_Task requirements:_ Rewrite the items below as a numbered list, starting at the very first line and ending with the line that contains "top-left (0, 195), bottom-right (41, 234)". Leave out any blank lines.
-.-.-
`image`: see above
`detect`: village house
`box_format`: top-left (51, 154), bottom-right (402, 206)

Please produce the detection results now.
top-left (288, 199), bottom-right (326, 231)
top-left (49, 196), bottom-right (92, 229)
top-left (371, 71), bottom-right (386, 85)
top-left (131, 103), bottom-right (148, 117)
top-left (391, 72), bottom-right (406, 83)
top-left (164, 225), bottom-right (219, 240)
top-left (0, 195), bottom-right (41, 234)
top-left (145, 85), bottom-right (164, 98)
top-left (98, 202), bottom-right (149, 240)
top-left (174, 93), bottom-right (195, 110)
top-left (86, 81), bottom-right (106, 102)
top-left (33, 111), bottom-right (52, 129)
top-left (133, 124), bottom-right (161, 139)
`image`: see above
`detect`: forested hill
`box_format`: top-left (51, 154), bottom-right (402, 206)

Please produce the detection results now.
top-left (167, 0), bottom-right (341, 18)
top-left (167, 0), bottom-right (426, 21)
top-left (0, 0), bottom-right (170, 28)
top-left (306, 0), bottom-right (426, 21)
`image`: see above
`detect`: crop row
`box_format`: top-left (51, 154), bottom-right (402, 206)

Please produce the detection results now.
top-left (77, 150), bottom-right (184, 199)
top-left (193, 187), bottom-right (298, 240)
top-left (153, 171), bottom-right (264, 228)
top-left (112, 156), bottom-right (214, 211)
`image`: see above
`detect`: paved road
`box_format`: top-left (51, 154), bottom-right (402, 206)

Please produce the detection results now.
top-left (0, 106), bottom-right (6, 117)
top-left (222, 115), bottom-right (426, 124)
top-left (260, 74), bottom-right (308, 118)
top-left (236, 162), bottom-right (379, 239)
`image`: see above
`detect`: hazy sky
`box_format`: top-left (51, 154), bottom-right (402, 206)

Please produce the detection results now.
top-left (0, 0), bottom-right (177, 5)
-.-.-
_Task result:_
1. `image`: see above
2. `detect`: village house
3. `box_format`: top-left (51, 154), bottom-right (402, 206)
4. Please produce the detection results now.
5. top-left (288, 199), bottom-right (326, 231)
6. top-left (49, 196), bottom-right (92, 229)
7. top-left (371, 71), bottom-right (386, 85)
8. top-left (131, 103), bottom-right (148, 117)
9. top-left (391, 72), bottom-right (406, 83)
10. top-left (164, 225), bottom-right (219, 240)
11. top-left (0, 195), bottom-right (41, 234)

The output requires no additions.